La danse contemporaine européenne s'invite en Asie
Pour la 3e année
consécutive, la danse contemporaine européenne vient faire son festival
du 25 au 29 septembre à Hanoi, pour une rencontre avec le public
vietnamien. L'évènement prend un peu plus d'ampleur pour cette nouvelle
édition, avec une coopération avec cinq pays différents, dont le Japon,
la France et Israël.
Ce festival encore très jeune
s'appelait jusqu'à l'an dernier "Rencontres de l'Europe et du Vietnam
dans la danse contemporaine". Cette année, le Japon s'est greffé à
l'évènement, qui, pour l'occasion, a changé de nom. Désormais, le public
assistera aux "Rencontres de l'Europe et de l'Asie dans la danse
contemporaine". Même si le continent est encore bien peu représenté.
"J'aimerais que l'on travaille avec des pays voisins, ce serait vraiment
intéressant", a souligné Almuth Meyer-Zollitsch, directrice de
l'Institut Goethe de Hanoi, co-organisateur de l'évènement avec l'Opéra
de Hanoi. Les propositions sont donc ouvertes pour les prochaines
éditions.
Underground, entre art et réalité
Au
total, sept pièces seront jouées pendant cinq jours à l'Espace français
et au Théâtre de la jeunesse. La manifestation sera inaugurée ce 25
septembre par Underground, un spectacle co-écrit par un chorégraphe
anglais installé à la Rochelle depuis plus de 15 ans, John Bateman, et
un vietnamien, Nguyên Anh Duc.
En résidence au Vietnam
depuis juillet dernier, John Bateman a choisi pour ce festival un thème
historique : la vie dans les tunnels de Cu Chi, près de Hô Chi
Minh-Ville, pendant la guerre du Vietnam. Ce labyrinthe de 250 km de
long a notamment été utilisé par les combattants du FNL pour se cacher
durant les combats, comme voies de communication, d'approvisionnement,
d'hôpitaux, de réserves de nourriture, d'armurerie. Au plus fort de la
guerre, ils abritaient 16.000 personnes.
Dans cette pièce,
les chorégraphes ont souhaité recréer l'univers de cette fourmilière
organisée. Les sons du métronome, des abeilles et des fourmis proposent
une dichotomie avec les mouvements méthodiques, hiérarchisés et
quasi-systématiques des quatre danseurs français et vietnamiens.

## DONNÉES FOURNIES:
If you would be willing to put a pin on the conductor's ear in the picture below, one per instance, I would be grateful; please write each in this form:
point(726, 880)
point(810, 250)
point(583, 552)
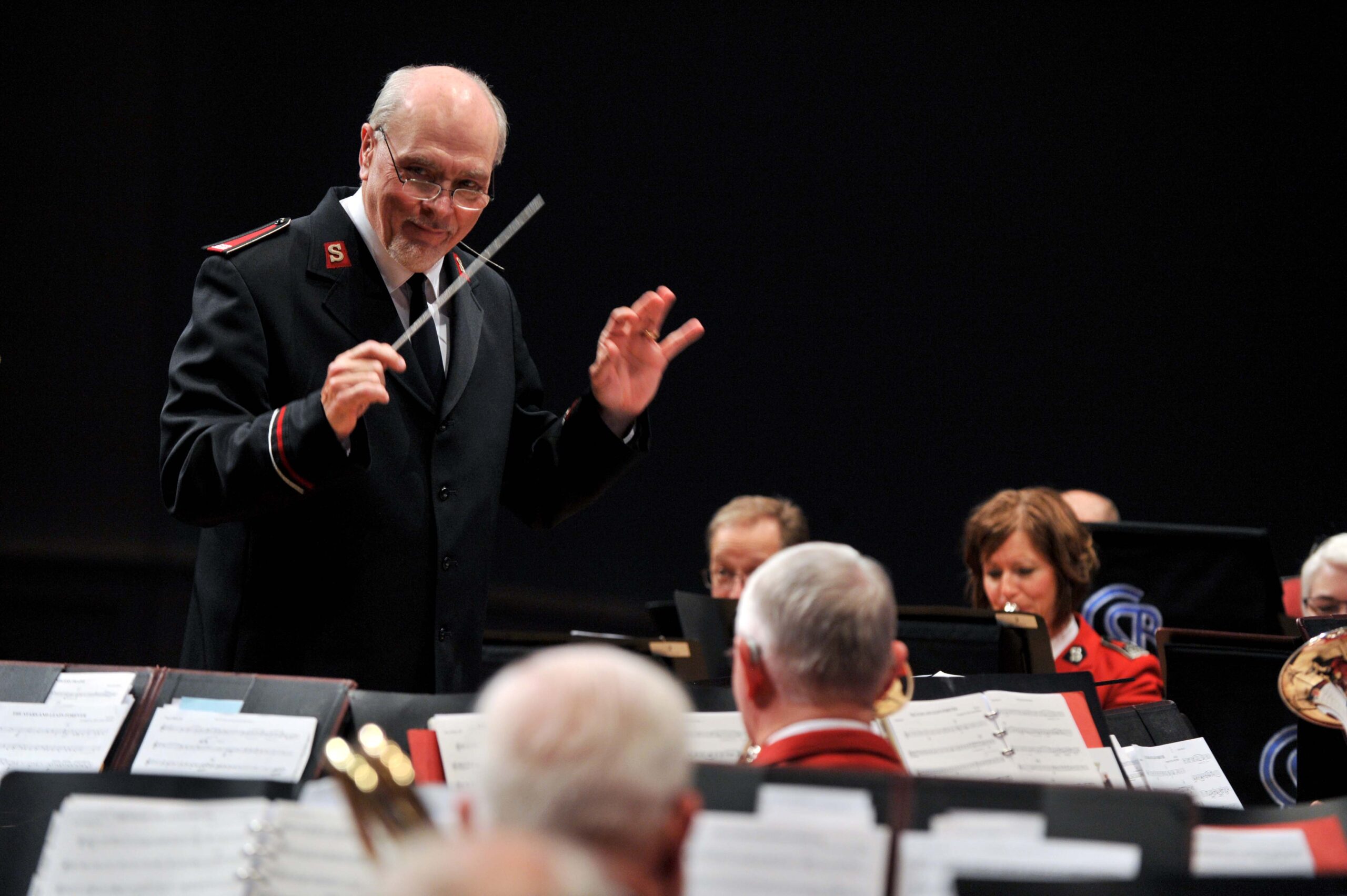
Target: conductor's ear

## CONSIGNES:
[1] Dans l'article sur le festival de danse contemporaine à Hanoi, relevez tous les sons qui, selon le texte, accompagnent la pièce Underground.
[2] Reprenez tel quel, dans l'article sur le festival de danse contemporaine à Hanoi, le passage qui s'ouvre sur les mots contenant « Ce festival encore » et se clôt sur « bien peu représenté. ».

## RÉPONSES ATTENDUES:
[1] Le métronome, les abeilles et les fourmis.

[2]
Ce festival encore très jeune
s'appelait jusqu'à l'an dernier "Rencontres de l'Europe et du Vietnam
dans la danse contemporaine". Cette année, le Japon s'est greffé à
l'évènement, qui, pour l'occasion, a changé de nom. Désormais, le public
assistera aux "Rencontres de l'Europe et de l'Asie dans la danse
contemporaine". Même si le continent est encore bien peu représenté.